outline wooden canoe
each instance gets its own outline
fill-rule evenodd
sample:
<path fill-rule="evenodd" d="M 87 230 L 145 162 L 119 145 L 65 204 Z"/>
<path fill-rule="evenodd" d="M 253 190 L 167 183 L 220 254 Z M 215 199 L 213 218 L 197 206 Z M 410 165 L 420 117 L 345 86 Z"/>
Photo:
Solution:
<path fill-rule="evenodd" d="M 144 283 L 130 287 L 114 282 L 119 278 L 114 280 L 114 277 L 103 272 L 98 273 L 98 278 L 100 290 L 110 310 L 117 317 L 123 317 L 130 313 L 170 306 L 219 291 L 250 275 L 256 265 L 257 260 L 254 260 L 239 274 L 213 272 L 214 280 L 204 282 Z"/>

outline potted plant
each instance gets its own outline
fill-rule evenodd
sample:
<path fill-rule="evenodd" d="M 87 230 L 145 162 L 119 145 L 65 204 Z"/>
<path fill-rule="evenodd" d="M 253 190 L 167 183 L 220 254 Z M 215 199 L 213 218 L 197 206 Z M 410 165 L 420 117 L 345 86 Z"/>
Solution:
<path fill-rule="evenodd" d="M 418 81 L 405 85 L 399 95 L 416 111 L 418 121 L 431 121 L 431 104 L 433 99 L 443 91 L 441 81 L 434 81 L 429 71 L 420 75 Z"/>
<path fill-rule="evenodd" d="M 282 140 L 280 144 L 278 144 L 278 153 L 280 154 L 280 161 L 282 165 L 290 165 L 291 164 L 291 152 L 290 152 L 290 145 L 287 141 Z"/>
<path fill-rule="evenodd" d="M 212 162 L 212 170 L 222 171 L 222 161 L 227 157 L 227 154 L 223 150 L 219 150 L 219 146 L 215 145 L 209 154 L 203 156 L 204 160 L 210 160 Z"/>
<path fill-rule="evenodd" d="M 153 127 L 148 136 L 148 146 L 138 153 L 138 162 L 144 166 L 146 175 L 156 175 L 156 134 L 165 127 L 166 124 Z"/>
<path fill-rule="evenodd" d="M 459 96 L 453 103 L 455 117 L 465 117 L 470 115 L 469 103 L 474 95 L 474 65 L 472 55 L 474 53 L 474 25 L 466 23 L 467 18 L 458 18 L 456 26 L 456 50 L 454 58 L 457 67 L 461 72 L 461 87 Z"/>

TASK OBJECTIVE: Could you reproduce the listing word for word from the line containing "outline potted plant" through the line containing "212 162 L 212", including both of those lines?

CORRECT RESULT:
outline potted plant
each instance gets its own outline
fill-rule evenodd
sample:
<path fill-rule="evenodd" d="M 87 230 L 145 162 L 119 145 L 65 204 Z"/>
<path fill-rule="evenodd" d="M 253 190 L 167 183 L 220 254 Z M 215 199 L 213 218 L 197 206 Z M 410 165 L 420 117 L 345 86 Z"/>
Solution:
<path fill-rule="evenodd" d="M 418 81 L 405 85 L 399 95 L 416 111 L 418 121 L 431 121 L 431 104 L 433 99 L 443 91 L 441 81 L 434 81 L 429 71 L 420 75 Z"/>
<path fill-rule="evenodd" d="M 282 140 L 280 144 L 278 144 L 278 153 L 280 154 L 280 161 L 282 165 L 290 165 L 291 164 L 291 152 L 290 152 L 290 145 L 287 141 Z"/>
<path fill-rule="evenodd" d="M 212 162 L 212 170 L 222 171 L 222 161 L 227 157 L 227 154 L 223 150 L 219 150 L 219 146 L 215 145 L 209 154 L 203 156 L 204 160 L 210 160 Z"/>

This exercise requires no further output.